"""
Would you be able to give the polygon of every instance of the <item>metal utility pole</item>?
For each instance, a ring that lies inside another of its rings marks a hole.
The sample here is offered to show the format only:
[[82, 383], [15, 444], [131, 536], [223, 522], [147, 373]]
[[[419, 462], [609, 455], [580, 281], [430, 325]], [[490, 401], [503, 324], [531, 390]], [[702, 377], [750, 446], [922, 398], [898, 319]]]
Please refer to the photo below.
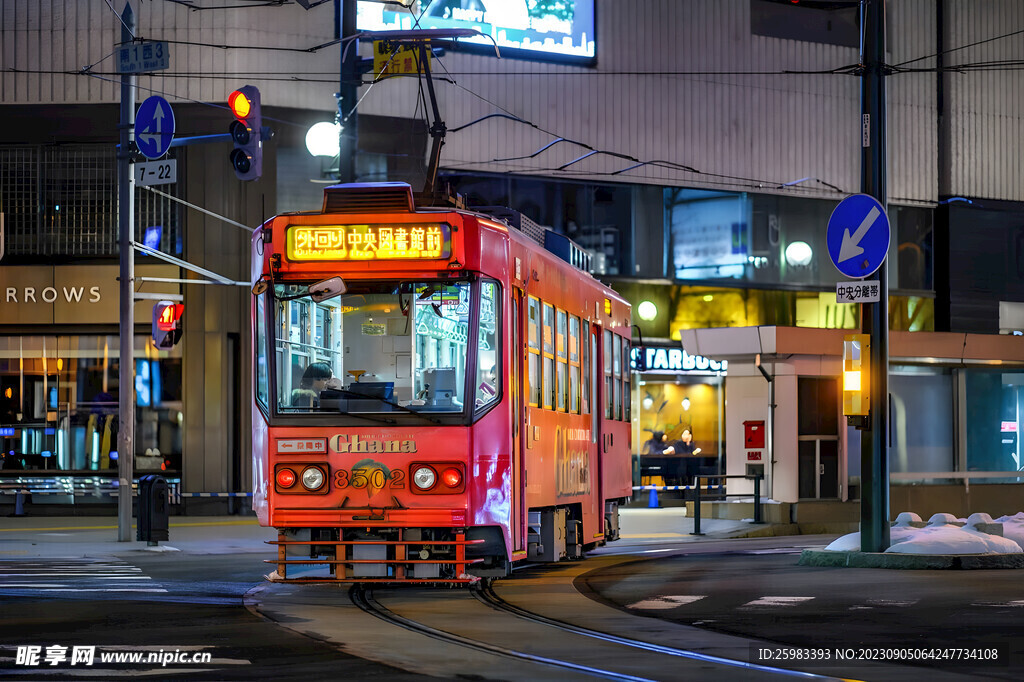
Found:
[[[886, 2], [861, 2], [861, 190], [887, 206]], [[863, 331], [871, 337], [870, 421], [860, 441], [860, 549], [889, 548], [889, 275], [878, 270], [877, 303], [863, 303]]]
[[[338, 181], [355, 181], [355, 152], [359, 139], [359, 116], [354, 111], [359, 95], [359, 46], [348, 41], [356, 34], [355, 0], [336, 0], [337, 31], [341, 38], [341, 79], [338, 89], [338, 122], [341, 123], [338, 152]], [[345, 117], [348, 120], [345, 120]]]
[[[135, 36], [135, 13], [129, 3], [121, 14], [121, 42]], [[121, 144], [118, 146], [118, 248], [121, 255], [121, 353], [118, 370], [118, 542], [131, 538], [131, 485], [135, 464], [135, 183], [131, 177], [132, 128], [135, 126], [135, 77], [121, 76]]]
"""
* _Task prompt_
Lay out every line of the items above as a Markdown table with the columns Row and Line. Number the rows, skip blank lines, and leave the pictures out of the answer.

* _Task response_
| Row | Line |
|---|---|
| 1 | Would you be able to give the polygon of every instance of the <item>metal utility pole</item>? |
| 2 | For each instance, a ring that lies inside another of its rings marks a hole. |
| 3 | The sample here is offered to show the format only: |
| 4 | [[82, 383], [15, 444], [131, 536], [223, 522], [147, 373]] |
| 5 | [[[419, 462], [609, 455], [580, 281], [430, 325]], [[490, 401], [503, 324], [531, 390]], [[702, 377], [750, 446], [922, 398], [898, 319]]] |
| 6 | Please refer to the photo below. |
| 7 | Found: |
| 8 | [[[886, 2], [861, 2], [861, 190], [887, 206]], [[863, 331], [871, 337], [870, 421], [860, 441], [860, 549], [889, 548], [889, 275], [878, 270], [877, 303], [863, 303]]] |
| 9 | [[[338, 181], [355, 181], [355, 152], [359, 139], [359, 116], [354, 111], [359, 95], [359, 46], [348, 41], [356, 34], [355, 0], [336, 0], [337, 31], [341, 38], [341, 79], [338, 89], [338, 122], [341, 123], [338, 152]], [[345, 117], [348, 120], [345, 120]]] |
| 10 | [[[135, 36], [135, 13], [129, 3], [121, 14], [121, 42]], [[121, 144], [118, 146], [118, 248], [121, 255], [121, 353], [118, 370], [118, 542], [131, 538], [131, 485], [135, 464], [135, 183], [131, 177], [132, 128], [135, 126], [135, 77], [121, 76]]] |